▶ **Exercise details**
Print the data that follows exactly.

(Stored records)
-------

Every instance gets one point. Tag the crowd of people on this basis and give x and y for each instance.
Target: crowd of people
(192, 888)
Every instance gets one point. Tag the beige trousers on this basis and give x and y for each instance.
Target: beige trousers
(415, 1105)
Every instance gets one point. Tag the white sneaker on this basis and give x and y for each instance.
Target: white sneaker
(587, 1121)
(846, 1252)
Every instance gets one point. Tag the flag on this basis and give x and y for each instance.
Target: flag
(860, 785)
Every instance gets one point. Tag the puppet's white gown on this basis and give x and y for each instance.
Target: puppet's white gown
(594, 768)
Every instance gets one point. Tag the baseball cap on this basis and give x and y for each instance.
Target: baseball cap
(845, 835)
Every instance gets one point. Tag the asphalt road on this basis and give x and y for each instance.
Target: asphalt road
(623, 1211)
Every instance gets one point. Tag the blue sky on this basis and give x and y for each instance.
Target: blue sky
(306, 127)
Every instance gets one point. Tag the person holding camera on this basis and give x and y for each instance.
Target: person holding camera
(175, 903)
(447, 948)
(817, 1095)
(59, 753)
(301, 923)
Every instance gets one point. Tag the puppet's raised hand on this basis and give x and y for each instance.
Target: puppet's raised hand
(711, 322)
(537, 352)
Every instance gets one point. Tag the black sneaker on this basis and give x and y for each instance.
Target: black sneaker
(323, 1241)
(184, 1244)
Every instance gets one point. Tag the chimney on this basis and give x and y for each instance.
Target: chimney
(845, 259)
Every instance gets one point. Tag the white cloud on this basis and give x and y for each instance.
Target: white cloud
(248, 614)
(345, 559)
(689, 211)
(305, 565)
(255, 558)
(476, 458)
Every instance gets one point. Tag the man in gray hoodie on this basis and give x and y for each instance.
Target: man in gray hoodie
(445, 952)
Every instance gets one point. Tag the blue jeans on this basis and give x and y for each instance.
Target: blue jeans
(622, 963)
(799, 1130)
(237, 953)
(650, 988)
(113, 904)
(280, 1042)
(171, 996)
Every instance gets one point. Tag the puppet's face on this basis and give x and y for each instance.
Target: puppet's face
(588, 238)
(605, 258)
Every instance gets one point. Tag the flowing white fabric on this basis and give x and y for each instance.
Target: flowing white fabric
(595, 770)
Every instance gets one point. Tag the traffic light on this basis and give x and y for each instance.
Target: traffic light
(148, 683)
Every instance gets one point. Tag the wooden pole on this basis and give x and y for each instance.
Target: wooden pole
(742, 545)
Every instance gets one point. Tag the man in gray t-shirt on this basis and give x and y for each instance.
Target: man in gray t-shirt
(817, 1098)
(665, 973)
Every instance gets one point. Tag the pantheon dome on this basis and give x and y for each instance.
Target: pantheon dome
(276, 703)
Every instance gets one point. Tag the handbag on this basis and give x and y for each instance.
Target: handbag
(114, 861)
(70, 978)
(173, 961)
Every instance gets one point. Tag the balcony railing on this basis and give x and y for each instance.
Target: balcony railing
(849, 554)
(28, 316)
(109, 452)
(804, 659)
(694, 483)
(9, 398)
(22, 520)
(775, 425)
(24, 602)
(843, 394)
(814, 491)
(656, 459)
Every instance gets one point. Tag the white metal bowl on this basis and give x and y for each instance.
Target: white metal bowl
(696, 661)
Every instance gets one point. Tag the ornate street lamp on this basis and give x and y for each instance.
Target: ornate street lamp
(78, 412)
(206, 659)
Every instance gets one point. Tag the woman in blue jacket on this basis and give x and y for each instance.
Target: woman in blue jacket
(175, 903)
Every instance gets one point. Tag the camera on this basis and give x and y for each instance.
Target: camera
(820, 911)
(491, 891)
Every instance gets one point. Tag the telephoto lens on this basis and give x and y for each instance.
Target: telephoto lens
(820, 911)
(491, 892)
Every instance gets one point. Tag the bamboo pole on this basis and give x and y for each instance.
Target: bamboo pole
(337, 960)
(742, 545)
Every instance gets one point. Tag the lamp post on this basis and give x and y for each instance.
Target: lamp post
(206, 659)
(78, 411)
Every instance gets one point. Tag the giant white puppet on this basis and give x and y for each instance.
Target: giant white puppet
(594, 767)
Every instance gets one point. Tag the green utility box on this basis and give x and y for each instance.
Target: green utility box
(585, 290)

-------

▶ **Exercise answer**
Every instance gets one point. Tag the crowd of people on this basis and give x and y for each instance.
Target: crowd of people
(192, 888)
Every instance gets one point. Tag the beige trousers on this basis and give x and y for each instance.
Target: beige trousers
(415, 1105)
Every instance gets one point. Tag the white sneaker on this basis and give x and y for each instance.
Target: white sneaker
(587, 1121)
(846, 1252)
Every instance gets one point. Tag the flag on this basis and give x and y for each instance.
Target: flag
(860, 785)
Every instance gets one point. Tag the puppet's white gown on this basis and give x and y for each instance.
Target: puppet's white gown
(594, 768)
Every instance gets one point. Tag the baseball cap on this basis and give x and y for each instance.
Target: baseball cap
(845, 835)
Every instance gets one point. Tag the asphalt road on this basis and give x and y for each instance.
Target: asphalt road
(623, 1211)
Every instance gets one point. Tag the blue sky on this basis and give x and y for each instance.
Target: blue sky
(306, 127)
Every instance gets one point. Tag the person holding camera on this basis and give x and y for each instance.
Target: person holding camera
(175, 903)
(447, 948)
(817, 1095)
(59, 753)
(301, 923)
Every instance gets one point. Tag the puppet's raised hand on this basis and give x and y for each instance.
Target: puppet's raised hand
(711, 322)
(537, 352)
Every instance gets one point. Tag the black sneaker on this basis and give x and y for each instance.
Target: black sneaker
(323, 1241)
(184, 1244)
Every instance gets one point. Tag the chimney on this basis and give x and y for each instance.
Target: chimney
(845, 259)
Every instance gets one point. Tag the white cloud on this basis and give x and y for each instance.
Target: white cloud
(248, 614)
(345, 559)
(689, 211)
(305, 565)
(255, 558)
(476, 458)
Every instance gets one point. Tag the man in gray hoodie on this basis and give x and y for each instance.
Target: man in gray hoodie
(445, 952)
Every instance gets one point. Tag the blue jeans on this basis and give x and y for each instance.
Target: blue jeans
(622, 963)
(799, 1130)
(237, 953)
(650, 988)
(113, 904)
(280, 1042)
(171, 996)
Every instance gets one point. Tag the puppet's face on this basis and give x and y for each instance.
Target: puppet's face
(588, 238)
(605, 258)
Every instance gets one point. Tag the flowing white fabric on this basis and give x and y for each instance.
Target: flowing white fabric
(595, 770)
Every instance gets one point. Tag the traffic light on this basis and give x and y for each instance.
Target: traffic light
(148, 683)
Every instance gets one point. Tag the wooden pole on this basis and give x and y for each instance.
Target: wooden pole
(742, 545)
Every instance gets one point. Tag the man in gray t-shirt on this basis and give x and y for each instance.
Target: man in gray t-shirt
(817, 1098)
(665, 973)
Every instance gets one point. Tag the pantheon dome on this basis and give x and y for each instance.
Target: pantheon dome
(276, 703)
Every instance gets one point. Tag the handbag on this basis and give x and y for each instance.
Target: handbag
(114, 861)
(70, 978)
(173, 961)
Every instance gets one point. Tag the balcony railing on this basis and give x and y for each instance.
Target: balcony railing
(849, 554)
(28, 316)
(109, 452)
(804, 659)
(694, 483)
(9, 398)
(22, 520)
(775, 425)
(24, 602)
(843, 394)
(814, 491)
(656, 459)
Every instance gets one point. Tag the white metal bowl on this basis and give x and y for each instance.
Target: white metal bowl
(696, 661)
Every instance gets one point. Tag the ornate street lamp on this basis and give x and y for each instance.
Target: ornate street lamp
(78, 412)
(206, 659)
Every instance gets one point. Tag the woman in blue jacket on this basis and give x and y for each instance.
Target: woman in blue jacket
(175, 903)
Every instance gets one point. Tag the camera on this basis and give x and y for each instance.
Target: camera
(820, 911)
(491, 891)
Every instance gets one point. Tag the telephoto lens on this basis and give x and y for each instance.
Target: telephoto lens
(820, 911)
(491, 892)
Every instance gets one point. Tag the bamboo pole on this basis and give x and y for each instance.
Target: bamboo pole
(337, 960)
(742, 545)
Every instance gets one point. Tag the lamp post on this basis and give x and y for each instance.
Target: lamp post
(206, 659)
(78, 411)
Every instance gets one point. Tag the giant white puppet on this basis and give x and y for each instance.
Target: giant white puppet
(594, 767)
Every instance gets one point. Tag the green utility box on this basis and give x and y for each instance.
Target: green utility box
(585, 290)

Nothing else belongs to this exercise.